What is being asked =
The answer is every line of the records that holds the word "yellow", copied in full.

(Given information Opens)

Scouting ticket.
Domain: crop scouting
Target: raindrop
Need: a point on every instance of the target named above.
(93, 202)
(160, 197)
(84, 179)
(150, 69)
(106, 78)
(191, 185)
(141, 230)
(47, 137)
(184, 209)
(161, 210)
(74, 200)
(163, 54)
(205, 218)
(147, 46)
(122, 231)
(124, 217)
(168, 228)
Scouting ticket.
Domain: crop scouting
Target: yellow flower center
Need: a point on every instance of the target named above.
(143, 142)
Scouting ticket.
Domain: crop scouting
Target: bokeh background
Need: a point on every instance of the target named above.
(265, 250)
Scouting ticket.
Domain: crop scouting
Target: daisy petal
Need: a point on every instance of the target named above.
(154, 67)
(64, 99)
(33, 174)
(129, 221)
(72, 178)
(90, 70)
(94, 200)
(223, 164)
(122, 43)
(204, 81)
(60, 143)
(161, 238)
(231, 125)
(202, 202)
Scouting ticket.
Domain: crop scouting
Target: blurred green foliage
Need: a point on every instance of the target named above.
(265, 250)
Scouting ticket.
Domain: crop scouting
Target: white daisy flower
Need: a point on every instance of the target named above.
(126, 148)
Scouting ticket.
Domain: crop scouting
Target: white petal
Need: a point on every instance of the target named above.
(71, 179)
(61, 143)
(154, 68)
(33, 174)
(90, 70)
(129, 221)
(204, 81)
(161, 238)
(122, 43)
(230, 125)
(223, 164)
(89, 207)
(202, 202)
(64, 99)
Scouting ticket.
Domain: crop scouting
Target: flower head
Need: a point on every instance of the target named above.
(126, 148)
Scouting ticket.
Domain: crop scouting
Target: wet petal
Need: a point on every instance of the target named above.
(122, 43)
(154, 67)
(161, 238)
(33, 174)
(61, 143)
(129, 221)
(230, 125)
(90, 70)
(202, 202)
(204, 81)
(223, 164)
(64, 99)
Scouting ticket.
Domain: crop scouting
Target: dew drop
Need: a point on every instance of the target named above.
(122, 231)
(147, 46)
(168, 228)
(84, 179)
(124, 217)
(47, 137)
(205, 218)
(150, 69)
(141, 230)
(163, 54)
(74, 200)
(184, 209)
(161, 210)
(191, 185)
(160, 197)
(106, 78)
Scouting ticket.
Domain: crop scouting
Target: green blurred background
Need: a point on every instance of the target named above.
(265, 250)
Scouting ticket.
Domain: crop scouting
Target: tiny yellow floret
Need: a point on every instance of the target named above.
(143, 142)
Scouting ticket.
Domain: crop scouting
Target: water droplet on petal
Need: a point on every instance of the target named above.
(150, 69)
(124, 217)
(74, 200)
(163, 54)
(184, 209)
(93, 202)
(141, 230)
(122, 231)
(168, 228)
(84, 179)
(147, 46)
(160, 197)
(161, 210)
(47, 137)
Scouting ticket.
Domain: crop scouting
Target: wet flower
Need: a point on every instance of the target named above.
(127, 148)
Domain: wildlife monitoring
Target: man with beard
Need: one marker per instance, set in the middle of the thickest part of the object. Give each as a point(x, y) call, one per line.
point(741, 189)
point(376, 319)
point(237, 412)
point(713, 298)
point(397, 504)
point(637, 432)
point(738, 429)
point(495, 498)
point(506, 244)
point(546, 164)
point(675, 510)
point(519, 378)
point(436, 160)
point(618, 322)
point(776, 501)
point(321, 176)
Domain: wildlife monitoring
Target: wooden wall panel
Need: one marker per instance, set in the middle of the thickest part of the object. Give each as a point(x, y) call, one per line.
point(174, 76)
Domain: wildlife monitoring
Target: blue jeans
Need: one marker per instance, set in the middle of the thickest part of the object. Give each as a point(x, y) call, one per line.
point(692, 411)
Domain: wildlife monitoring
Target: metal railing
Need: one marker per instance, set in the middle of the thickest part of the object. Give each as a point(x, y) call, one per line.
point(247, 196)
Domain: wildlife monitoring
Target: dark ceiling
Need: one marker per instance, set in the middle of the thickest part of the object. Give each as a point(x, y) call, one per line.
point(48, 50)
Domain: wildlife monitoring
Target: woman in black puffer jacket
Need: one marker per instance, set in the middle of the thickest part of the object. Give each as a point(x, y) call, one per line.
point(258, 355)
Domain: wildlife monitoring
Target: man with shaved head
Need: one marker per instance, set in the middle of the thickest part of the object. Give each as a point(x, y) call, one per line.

(Given information Closes)

Response to the task =
Target: yellow flower center
Target: tiny yellow floret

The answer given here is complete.